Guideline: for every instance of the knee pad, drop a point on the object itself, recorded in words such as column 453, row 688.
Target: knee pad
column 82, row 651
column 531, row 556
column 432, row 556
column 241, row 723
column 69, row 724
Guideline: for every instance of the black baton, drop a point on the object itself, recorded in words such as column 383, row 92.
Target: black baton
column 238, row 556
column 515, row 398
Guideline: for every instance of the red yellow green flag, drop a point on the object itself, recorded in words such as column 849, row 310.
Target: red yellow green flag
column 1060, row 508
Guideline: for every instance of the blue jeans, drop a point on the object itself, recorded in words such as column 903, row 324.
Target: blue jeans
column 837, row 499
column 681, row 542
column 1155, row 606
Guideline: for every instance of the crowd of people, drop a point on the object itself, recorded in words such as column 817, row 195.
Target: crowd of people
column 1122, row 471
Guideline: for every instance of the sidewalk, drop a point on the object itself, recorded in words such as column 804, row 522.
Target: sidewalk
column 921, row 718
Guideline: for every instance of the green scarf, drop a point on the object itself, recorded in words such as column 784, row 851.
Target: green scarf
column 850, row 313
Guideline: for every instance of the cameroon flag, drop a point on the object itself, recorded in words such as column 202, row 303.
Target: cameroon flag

What you are asked to do - Retype every one of the rows above word for word, keeping the lines in their original order.

Written answer -
Guideline: for every instance of the knee pad, drop a point on the object itself, recorded in words such as column 453, row 688.
Target: knee pad
column 82, row 651
column 531, row 556
column 432, row 556
column 241, row 723
column 69, row 724
Guideline: for every instance of the black baton, drop a point on the object itself, recorded in words such as column 383, row 92.
Target: black baton
column 238, row 556
column 515, row 398
Guideline: for every instance of the red yellow green flag, drop a point on the object itself, recorded in words such as column 849, row 310.
Target: red yellow green flag
column 1060, row 508
Guideline: for every instance of the blue jeans, drop a point on the object itself, recorded in words such as column 903, row 324.
Target: blue jeans
column 837, row 499
column 681, row 542
column 1155, row 606
Guideline: for every instance of the crowd of people, drop a point on the object itself, recorded in words such as column 817, row 195.
Target: crowd of people
column 1122, row 471
Guideline: for every instance of the sidewalk, drop a point on the object itself, recorded in words such as column 804, row 522.
Target: sidewalk
column 921, row 718
Guideline: for every instance of the green scarf, drop a point on the object itself, recorded in words such as column 784, row 851.
Target: green scarf
column 850, row 313
Guideline: for every instance of the cameroon flag, drop a point on the object itself, recorded in words such as column 202, row 303.
Target: cameroon flag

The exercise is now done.